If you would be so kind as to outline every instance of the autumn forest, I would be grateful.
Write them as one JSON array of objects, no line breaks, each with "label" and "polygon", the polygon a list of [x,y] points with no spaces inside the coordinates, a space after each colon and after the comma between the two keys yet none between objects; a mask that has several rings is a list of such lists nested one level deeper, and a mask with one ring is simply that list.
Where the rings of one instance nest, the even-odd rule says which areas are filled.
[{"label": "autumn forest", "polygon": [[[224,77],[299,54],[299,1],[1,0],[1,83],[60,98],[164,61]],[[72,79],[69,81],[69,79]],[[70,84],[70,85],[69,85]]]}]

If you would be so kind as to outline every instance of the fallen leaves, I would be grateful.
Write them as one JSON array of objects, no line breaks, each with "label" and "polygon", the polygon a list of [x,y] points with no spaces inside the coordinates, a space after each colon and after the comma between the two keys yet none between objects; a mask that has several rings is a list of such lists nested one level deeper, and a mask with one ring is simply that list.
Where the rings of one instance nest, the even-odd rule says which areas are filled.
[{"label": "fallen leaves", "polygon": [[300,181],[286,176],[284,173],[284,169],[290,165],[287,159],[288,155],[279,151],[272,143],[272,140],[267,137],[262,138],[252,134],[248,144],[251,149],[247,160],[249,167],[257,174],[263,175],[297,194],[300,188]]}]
==
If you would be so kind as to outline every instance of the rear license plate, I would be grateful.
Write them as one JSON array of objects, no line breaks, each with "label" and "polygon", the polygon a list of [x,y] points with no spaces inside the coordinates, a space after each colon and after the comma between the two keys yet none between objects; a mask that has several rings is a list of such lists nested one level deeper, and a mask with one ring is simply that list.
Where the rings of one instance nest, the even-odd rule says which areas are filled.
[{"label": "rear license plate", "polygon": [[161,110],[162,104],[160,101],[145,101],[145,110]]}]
...
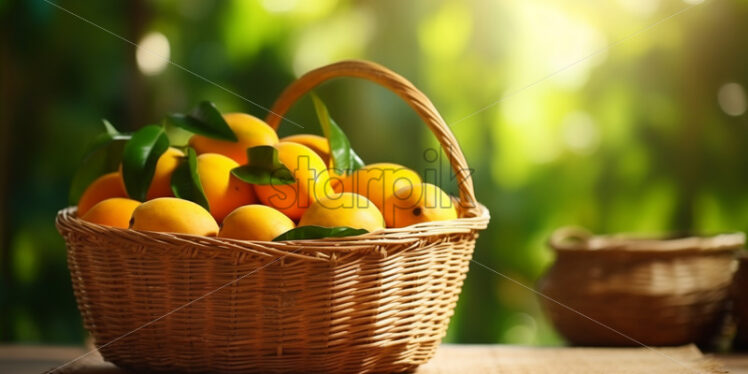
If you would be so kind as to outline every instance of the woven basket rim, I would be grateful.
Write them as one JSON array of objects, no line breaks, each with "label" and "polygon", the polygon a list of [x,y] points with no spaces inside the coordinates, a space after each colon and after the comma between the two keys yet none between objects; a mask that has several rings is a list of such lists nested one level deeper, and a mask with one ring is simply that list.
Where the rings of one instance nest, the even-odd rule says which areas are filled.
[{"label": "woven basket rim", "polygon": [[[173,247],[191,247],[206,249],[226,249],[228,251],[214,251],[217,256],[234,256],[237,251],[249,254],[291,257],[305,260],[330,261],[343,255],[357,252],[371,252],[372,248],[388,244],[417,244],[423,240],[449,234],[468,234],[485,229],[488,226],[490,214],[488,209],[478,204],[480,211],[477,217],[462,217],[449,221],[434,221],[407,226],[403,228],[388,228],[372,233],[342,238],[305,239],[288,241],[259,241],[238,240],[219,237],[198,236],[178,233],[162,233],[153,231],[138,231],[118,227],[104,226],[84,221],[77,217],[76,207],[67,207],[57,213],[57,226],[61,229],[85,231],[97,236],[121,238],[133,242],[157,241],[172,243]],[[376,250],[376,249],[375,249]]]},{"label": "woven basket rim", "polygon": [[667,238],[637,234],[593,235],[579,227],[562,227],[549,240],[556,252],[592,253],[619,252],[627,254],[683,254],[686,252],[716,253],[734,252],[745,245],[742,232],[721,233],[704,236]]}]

Assignment >> Copy each line of the data that includes the word "would".

Output below >>
If you would be so kind as to outline every instance of the autumn forest, I would be grateful.
If you would be so kind as to outline every instance of the fallen leaves, I would be grateful.
If you would be so kind as to outline every instance of the rear license plate, I would be grateful.
If you would be so kind as to outline every instance of the woven basket rim, I would be grateful.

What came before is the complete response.